- [EXERCISE GOAL] Copy the listing below letter for letter, passing over each picture.

++++ EXERCISE MATERIALS

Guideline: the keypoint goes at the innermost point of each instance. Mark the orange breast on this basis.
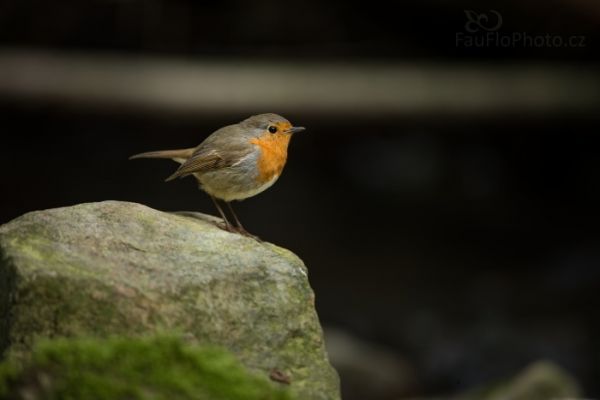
(273, 155)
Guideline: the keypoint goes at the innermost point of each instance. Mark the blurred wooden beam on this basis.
(364, 89)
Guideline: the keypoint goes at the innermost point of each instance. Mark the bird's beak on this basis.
(296, 129)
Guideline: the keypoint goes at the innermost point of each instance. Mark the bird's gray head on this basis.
(270, 123)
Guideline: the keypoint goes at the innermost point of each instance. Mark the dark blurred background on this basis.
(444, 196)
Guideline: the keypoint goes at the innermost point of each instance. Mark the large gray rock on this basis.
(126, 269)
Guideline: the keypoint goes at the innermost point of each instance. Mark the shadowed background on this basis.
(443, 197)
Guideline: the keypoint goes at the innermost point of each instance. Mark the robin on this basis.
(235, 162)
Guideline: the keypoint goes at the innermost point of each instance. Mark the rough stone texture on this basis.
(123, 268)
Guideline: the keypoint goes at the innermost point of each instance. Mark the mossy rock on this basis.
(117, 268)
(155, 368)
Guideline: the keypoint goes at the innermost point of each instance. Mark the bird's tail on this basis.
(179, 155)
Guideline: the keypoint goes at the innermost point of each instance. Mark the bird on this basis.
(235, 162)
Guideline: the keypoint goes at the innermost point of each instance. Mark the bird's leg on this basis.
(228, 226)
(239, 225)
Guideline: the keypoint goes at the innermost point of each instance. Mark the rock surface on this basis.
(142, 368)
(116, 268)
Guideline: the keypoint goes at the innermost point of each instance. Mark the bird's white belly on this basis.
(229, 192)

++++++++

- [ANSWER TO THIS TASK]
Guideline: the keypoint goes at the innermost point of each instance. Mark the orange breast on this basis.
(273, 155)
Guideline: the keypoint goes at the innermost point of each instance. Mark the blurred wooden beam on this basis.
(364, 89)
Guideline: the keypoint goes at the innermost point of each instance. Mark the bird's beak on this basis.
(296, 129)
Guideline: the keypoint goes at the innermost point of each instance. Mark the bird's gray head on this basis.
(270, 123)
Guideline: the keypoint goes at the innermost point of each instance. Mark the dark blurred background on this basis.
(444, 196)
Guideline: the keypoint goes at the innermost point of each instance. Mark the large gray rock on this basis.
(126, 269)
Guideline: the keypoint goes at the innermost point of each instance. Mark the shadowed background on this basis.
(443, 197)
Guideline: the keypoint goes at the innermost point of each instance. Mark the robin on this basis.
(235, 162)
Guideline: the keypoint goes at the innermost point of each instance. Mark the rough stone texture on this basis.
(123, 268)
Guideline: the keypoint goes at the innermost point of each instance. Mark the mossy rock on this basis.
(117, 268)
(155, 368)
Guideline: the keypoint goes at the innermost point of each instance. Mark the bird's tail on this basis.
(179, 155)
Guideline: the keypoint goes at the innermost point of each instance. Mark the bird on this basis.
(235, 162)
Guideline: the keypoint goes at the innermost point of each instance. Mark the bird's leg on this basis.
(228, 226)
(239, 225)
Guideline: the keypoint goes at the innermost point of each instance. Mark the rock surface on this basis.
(142, 368)
(116, 268)
Guideline: the keypoint goes at the innermost point of each instance. Mark the bird's white belly on this basis.
(229, 192)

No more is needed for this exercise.